» 选录文段
►

通常可以忽略以“__”(双下划线)开始和结束的函数,它们是Python中的特殊对象, 或以单个“_”(单下划线)开始的函数,它们通常是内部函数。 根据剩余的函数名或属性名,我们可能会猜测这个模块提供了各种生成随机数的方法, 包括从均匀分布(uniform)、正态分布(normal)和多项分布(multinomial)中采样。

2.7.2. 查找特定函数和类的用法

有关如何使用给定函数或类的更具体说明,可以调用help函数。 例如,我们来查看张量ones函数的用法。

import mindspore.ops as ops

help(ops.ones)
Help on function ones in module mindspore.ops.auto_generate.gen_ops_def:

ones(shape, dtype=None)
    Creates a tensor filled with value ones, whose shape and type are described by the first argument size and second argument dtype respectively.

    .. warning::
        For argument shape, Tensor type input will be deprecated in the future version.

◄

» 所给数据
►

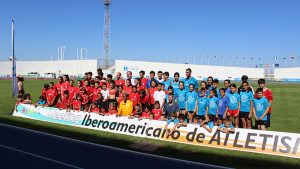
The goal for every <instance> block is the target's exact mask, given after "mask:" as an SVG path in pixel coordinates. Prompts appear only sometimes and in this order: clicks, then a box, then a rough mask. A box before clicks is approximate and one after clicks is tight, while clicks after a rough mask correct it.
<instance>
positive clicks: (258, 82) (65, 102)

◄

» 任务说明 1
请把讲查找函数用法的文段中从“有关如何使用给定函数或类的更”到“the future version.”的这一段一字不差地抄写出来。
» 任务说明 2
请从讲查找函数用法的文段最后一句之后接着往下写。

» 回答 1
有关如何使用给定函数或类的更具体说明,可以调用help函数。 例如,我们来查看张量ones函数的用法。

import mindspore.ops as ops

help(ops.ones)
Help on function ones in module mindspore.ops.auto_generate.gen_ops_def:

ones(shape, dtype=None)
    Creates a tensor filled with value ones, whose shape and type are described by the first argument size and second argument dtype respectively.

    .. warning::
        For argument shape, Tensor type input will be deprecated in the future version.

» 回答 2
    Args:
        shape (Union[tuple[int], list[int], int, Tensor]): The specified shape of output tensor. Only positive integer or
            tuple or Tensor containing positive integers are allowed. If it is a Tensor,
            it must be a 0-D or 1-D Tensor with int32 or int64 dtypes.
        dtype (mindspore.dtype): The specified type of output tensor. If dtype is None ,
            mindspore.float32 will be used. Default: None .

    Returns:
        Tensor, whose dtype and size are defined by input.

    Raises:
        TypeError: If shape is neither an int nor an tuple/list/Tensor of int.

    Supported Platforms:
        Ascend GPU CPU

    Examples:
        >>> import mindspore
        >>> from mindspore import ops
        >>> output = ops.ones((2, 2), mindspore.float32)
        >>> print(output)
        [[1. 1.]
         [1. 1.]]
help(torch.ones)
Help on built-in function ones in module torch:

ones(...)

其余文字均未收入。